**TASK 1:** In the article on Germany's energy policy, what share of Germany's electricity comes from nuclear power?

Consensus on New Energy Policy Eludes German LeaderUnited States
The New York Times
CHANCELLOR Angela Merkel has made combating climate change one of her priorities. But she is having difficulty finding consensus even within her own government on a new energy policy, especially on the most contentious issue: the future of Germany’s nuclear plants.
Governments around the globe are seeking cleaner ways to generate power and trying to reduce their dependence on foreign oil and natural gas at the same time. And most countries are deciding they cannot do without nuclear energy, at least in the immediate future.
But in Germany, citizens are less sure about whether nuclear power should be part of the solution to combat climate change.
With electricity demand expected to grow only slowly, opponents argue that keeping the country’s 17 nuclear power plants going in the years ahead would detract from the effort to develop other renewable sources of energy.
Indeed, the cabinet agreed this month to an action plan to have energy from solar, wind and other renewable sources represent 20 percent of energy consumption by 2020, up from 10 percent now.
Supporters argue that nuclear power, which provides 11 percent of Germany’s electricity, is a reliable and relatively inexpensive part of the energy mix that should not be abandoned if the country is going to meet its needs.
The German public is split evenly. A survey by Forsa, an independent polling institute, published last month in Stern magazine found that 46 percent of Germans favored extending the life of reactors and 46 percent wanted them shut down.
The changed economic landscape is also influencing the difficult balancing act as the government struggles to draft its new energy policy, which is to be presented next month.
Mrs. Merkel, a physicist and former environment minister, was lauded by the German news media in 2007 for getting George W. Bush to agree to a compromise on cutting greenhouse gas emissions.
But when the United Nations climate conference in Copenhagen convened two years later in the midst of a global recession, she failed to persuade President Obama — and China and India — to accept the European Union’s ambitious position on reducing greenhouse gas emissions.

**RECORDS FOR THE EXERCISE:**
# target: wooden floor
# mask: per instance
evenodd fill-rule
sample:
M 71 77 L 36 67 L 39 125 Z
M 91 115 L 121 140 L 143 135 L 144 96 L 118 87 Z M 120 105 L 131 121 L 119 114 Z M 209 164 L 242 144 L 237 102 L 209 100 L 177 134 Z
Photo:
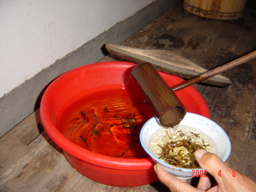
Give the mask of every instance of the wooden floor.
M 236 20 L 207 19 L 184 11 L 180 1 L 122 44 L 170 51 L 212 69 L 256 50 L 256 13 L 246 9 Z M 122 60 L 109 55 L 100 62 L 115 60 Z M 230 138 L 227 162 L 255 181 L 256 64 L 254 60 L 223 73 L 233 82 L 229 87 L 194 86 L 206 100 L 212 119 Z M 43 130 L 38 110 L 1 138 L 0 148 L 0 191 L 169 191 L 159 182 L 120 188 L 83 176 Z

* * *

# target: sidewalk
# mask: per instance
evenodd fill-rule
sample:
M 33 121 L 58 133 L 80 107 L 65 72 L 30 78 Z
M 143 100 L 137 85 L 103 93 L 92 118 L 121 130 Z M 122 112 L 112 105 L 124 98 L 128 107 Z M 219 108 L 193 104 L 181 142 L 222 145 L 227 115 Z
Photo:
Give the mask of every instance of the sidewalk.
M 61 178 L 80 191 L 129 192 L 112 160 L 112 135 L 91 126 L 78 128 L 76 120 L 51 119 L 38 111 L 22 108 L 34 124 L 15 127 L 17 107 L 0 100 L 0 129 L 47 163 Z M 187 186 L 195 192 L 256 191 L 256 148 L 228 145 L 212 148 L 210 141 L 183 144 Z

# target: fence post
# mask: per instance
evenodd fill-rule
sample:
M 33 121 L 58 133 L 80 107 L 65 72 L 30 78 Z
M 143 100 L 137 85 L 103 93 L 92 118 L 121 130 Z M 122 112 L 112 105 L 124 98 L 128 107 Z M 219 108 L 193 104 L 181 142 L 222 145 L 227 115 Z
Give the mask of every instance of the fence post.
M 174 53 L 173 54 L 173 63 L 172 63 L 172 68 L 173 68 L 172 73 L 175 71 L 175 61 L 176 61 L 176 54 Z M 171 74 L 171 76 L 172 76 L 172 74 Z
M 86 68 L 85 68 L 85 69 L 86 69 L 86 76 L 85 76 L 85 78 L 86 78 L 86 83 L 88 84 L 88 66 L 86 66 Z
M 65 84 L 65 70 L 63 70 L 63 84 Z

**TASK 2:** In the records, rewrite the lines from the line with "# target: fence post" to the line with "M 65 84 L 65 70 L 63 70 L 63 84 Z", putting "gate post" wherever "fence post" appears and leaving everything else the same.

**COMPLETE RESPONSE 1:** 11 percent

**COMPLETE RESPONSE 2:**
# target: gate post
# mask: per instance
evenodd fill-rule
sample:
M 33 121 L 58 133 L 80 107 L 65 72 L 30 78 Z
M 143 100 L 137 85 L 103 93 L 92 118 L 121 130 Z M 122 112 L 112 105 L 124 98 L 128 107 Z M 219 108 L 193 104 L 181 142 L 222 145 L 227 115 Z
Give the mask of every instance of the gate post.
M 174 53 L 173 54 L 173 63 L 172 63 L 172 68 L 173 68 L 172 73 L 175 71 L 175 61 L 176 61 L 176 54 Z M 171 74 L 171 76 L 172 76 L 172 74 Z
M 86 68 L 85 68 L 85 69 L 86 69 L 86 76 L 85 76 L 85 78 L 86 78 L 86 83 L 88 84 L 88 66 L 86 66 Z
M 65 84 L 65 70 L 63 70 L 63 84 Z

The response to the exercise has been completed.